═════ Provided entries
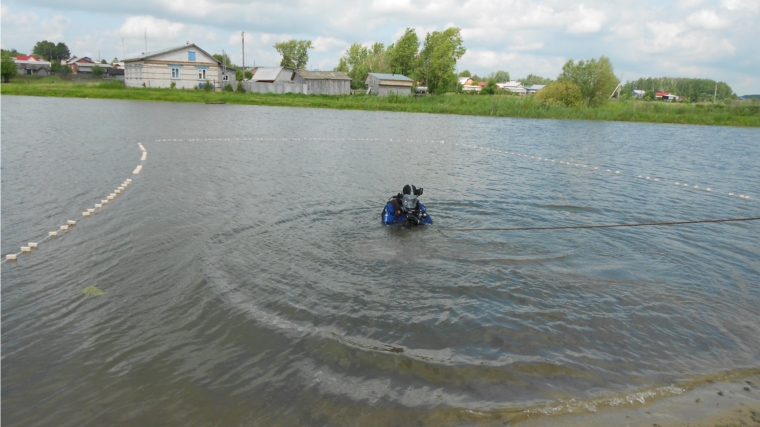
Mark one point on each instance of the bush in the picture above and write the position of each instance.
(563, 92)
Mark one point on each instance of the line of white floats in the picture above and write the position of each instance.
(88, 212)
(562, 162)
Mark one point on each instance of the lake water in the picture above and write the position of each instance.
(248, 280)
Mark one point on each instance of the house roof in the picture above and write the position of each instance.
(382, 76)
(267, 74)
(27, 58)
(167, 50)
(322, 75)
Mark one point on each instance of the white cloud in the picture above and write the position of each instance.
(328, 44)
(137, 26)
(752, 5)
(588, 21)
(688, 4)
(707, 19)
(527, 47)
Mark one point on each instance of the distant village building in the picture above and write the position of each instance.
(514, 87)
(30, 65)
(531, 90)
(324, 82)
(274, 80)
(187, 66)
(79, 64)
(666, 96)
(383, 84)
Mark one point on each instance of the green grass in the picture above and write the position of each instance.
(737, 114)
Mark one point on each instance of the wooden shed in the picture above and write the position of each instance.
(383, 84)
(324, 82)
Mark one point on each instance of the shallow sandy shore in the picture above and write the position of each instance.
(735, 403)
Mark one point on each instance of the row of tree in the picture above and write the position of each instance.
(697, 90)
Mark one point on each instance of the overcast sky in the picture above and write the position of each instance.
(717, 39)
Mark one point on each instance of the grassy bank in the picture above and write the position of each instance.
(737, 114)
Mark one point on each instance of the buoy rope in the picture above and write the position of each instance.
(570, 227)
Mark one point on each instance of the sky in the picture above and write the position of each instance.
(716, 39)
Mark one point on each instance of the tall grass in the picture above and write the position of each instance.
(738, 114)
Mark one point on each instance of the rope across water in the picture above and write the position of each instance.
(570, 227)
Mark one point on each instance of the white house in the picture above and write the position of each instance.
(514, 87)
(186, 66)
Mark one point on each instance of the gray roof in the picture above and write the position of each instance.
(171, 49)
(322, 75)
(382, 76)
(266, 74)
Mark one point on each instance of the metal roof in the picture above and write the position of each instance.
(382, 76)
(171, 49)
(322, 75)
(266, 74)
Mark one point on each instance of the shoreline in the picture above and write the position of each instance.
(741, 114)
(713, 404)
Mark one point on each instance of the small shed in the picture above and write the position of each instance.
(274, 75)
(383, 84)
(31, 65)
(115, 74)
(324, 82)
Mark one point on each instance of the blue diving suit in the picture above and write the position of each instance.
(406, 208)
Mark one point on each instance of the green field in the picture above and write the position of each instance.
(737, 113)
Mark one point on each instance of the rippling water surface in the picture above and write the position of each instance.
(248, 279)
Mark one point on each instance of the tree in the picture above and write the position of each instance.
(354, 63)
(561, 92)
(51, 51)
(295, 53)
(403, 53)
(595, 78)
(438, 59)
(534, 80)
(490, 88)
(98, 71)
(499, 76)
(7, 66)
(224, 59)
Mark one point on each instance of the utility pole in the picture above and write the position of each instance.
(716, 92)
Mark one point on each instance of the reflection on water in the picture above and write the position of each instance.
(249, 280)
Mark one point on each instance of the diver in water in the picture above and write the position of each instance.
(405, 208)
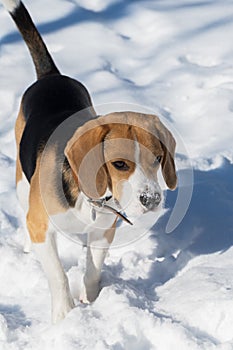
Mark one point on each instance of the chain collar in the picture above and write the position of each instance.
(102, 203)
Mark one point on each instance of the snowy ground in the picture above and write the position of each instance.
(164, 290)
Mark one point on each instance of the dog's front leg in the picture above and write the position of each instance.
(98, 244)
(61, 299)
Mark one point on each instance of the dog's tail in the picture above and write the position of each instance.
(42, 59)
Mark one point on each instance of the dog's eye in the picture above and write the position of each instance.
(120, 165)
(157, 161)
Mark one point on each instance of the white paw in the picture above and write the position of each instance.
(60, 310)
(89, 292)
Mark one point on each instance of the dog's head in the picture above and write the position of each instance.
(122, 152)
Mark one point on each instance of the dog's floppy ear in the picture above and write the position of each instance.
(168, 144)
(84, 152)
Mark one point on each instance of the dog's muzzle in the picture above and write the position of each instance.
(150, 200)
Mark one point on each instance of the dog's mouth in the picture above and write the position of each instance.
(106, 205)
(150, 200)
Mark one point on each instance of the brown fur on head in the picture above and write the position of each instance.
(100, 142)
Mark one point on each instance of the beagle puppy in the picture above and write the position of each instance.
(80, 172)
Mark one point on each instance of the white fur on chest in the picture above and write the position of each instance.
(80, 219)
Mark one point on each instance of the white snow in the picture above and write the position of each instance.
(162, 290)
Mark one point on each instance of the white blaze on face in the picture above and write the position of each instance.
(133, 188)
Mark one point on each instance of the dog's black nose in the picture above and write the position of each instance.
(150, 200)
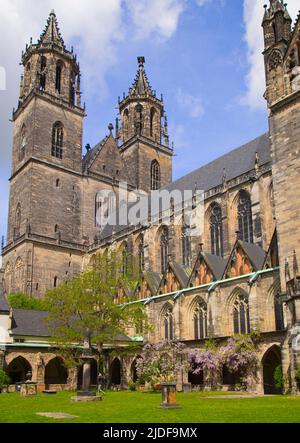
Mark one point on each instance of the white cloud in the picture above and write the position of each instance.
(255, 80)
(190, 103)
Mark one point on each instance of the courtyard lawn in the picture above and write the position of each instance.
(136, 407)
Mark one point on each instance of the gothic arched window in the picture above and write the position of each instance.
(186, 246)
(125, 259)
(125, 125)
(141, 253)
(43, 68)
(152, 121)
(168, 324)
(139, 120)
(245, 217)
(18, 221)
(98, 210)
(216, 230)
(57, 140)
(23, 143)
(59, 67)
(279, 321)
(200, 321)
(155, 176)
(241, 316)
(164, 249)
(72, 88)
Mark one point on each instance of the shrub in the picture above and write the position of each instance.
(278, 377)
(4, 379)
(19, 300)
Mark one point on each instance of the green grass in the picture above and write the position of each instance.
(136, 407)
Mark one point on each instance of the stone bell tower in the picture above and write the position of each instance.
(45, 186)
(143, 136)
(282, 66)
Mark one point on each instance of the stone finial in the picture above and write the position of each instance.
(110, 128)
(295, 264)
(141, 61)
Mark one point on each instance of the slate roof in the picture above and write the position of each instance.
(183, 273)
(235, 163)
(91, 155)
(153, 279)
(255, 253)
(30, 323)
(4, 306)
(216, 264)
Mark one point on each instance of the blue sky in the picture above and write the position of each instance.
(203, 55)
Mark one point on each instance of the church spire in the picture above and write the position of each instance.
(141, 86)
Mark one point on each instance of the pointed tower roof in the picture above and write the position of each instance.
(141, 85)
(50, 39)
(275, 6)
(141, 88)
(51, 33)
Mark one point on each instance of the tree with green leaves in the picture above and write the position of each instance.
(99, 301)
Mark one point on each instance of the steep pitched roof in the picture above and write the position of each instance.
(153, 279)
(90, 156)
(181, 272)
(236, 163)
(215, 264)
(254, 253)
(30, 323)
(51, 33)
(272, 257)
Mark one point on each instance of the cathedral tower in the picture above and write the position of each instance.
(45, 186)
(143, 138)
(282, 65)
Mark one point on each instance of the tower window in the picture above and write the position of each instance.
(169, 325)
(58, 77)
(72, 89)
(164, 249)
(139, 120)
(186, 246)
(152, 121)
(43, 73)
(241, 317)
(279, 322)
(200, 321)
(245, 217)
(141, 253)
(155, 176)
(57, 140)
(18, 221)
(216, 230)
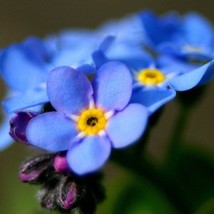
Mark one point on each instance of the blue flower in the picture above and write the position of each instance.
(155, 81)
(25, 66)
(73, 48)
(190, 36)
(89, 118)
(24, 69)
(157, 84)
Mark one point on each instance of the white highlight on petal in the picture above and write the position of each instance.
(74, 117)
(109, 114)
(91, 103)
(102, 133)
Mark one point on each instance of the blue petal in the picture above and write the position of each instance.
(25, 100)
(153, 98)
(5, 138)
(51, 131)
(89, 154)
(69, 90)
(193, 78)
(37, 47)
(18, 66)
(197, 30)
(127, 126)
(113, 86)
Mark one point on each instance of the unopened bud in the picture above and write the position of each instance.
(68, 194)
(18, 125)
(61, 164)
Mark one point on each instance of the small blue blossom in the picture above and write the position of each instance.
(89, 118)
(24, 69)
(155, 81)
(190, 36)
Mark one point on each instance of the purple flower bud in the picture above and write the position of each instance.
(46, 197)
(18, 125)
(68, 193)
(61, 164)
(36, 169)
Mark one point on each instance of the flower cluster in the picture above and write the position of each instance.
(84, 92)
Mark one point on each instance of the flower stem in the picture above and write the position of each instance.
(178, 133)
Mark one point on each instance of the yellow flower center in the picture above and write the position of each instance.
(150, 77)
(91, 121)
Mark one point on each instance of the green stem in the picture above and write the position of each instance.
(178, 133)
(146, 170)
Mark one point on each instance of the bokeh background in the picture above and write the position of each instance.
(22, 18)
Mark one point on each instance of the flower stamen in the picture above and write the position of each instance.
(150, 77)
(91, 121)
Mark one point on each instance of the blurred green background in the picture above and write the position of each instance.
(22, 18)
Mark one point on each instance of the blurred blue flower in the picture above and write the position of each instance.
(89, 118)
(155, 80)
(190, 36)
(24, 68)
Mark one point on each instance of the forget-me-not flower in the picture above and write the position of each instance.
(89, 118)
(190, 36)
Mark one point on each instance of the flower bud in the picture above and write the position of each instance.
(68, 193)
(61, 164)
(18, 125)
══════════
• Exercise aim: Repeat, word for word, every line from the line that contains "Mark one point on each instance of the yellow" to the end of the entries; include both of those lines and no others.

• Exercise response:
Mark one point on each instance of the yellow flower center in the picture above and write the position of each instance.
(150, 77)
(91, 121)
Mark one point on each instance of the green stem in the picture above and write the position of each instance.
(178, 133)
(146, 170)
Mark one point on each instance of the bokeh background in the picture above and write the position of each instance.
(22, 18)
Mark one point on each instance of the flower stamen in the picture above and write the position of each instance.
(150, 77)
(91, 121)
Mark one point on each instance of the blurred green background in the picture above and write the position of each instance.
(22, 18)
Mark one point on each instance of the blurred blue flower in the picture above and write the position of each instance.
(89, 118)
(155, 80)
(190, 36)
(24, 68)
Mark one point on each instance of the forget-me-not flower in the picture above and write the position of each instance.
(89, 118)
(190, 36)
Mark one point on each instance of the flower bud in the picture above and write the position of each instance.
(68, 193)
(61, 164)
(18, 125)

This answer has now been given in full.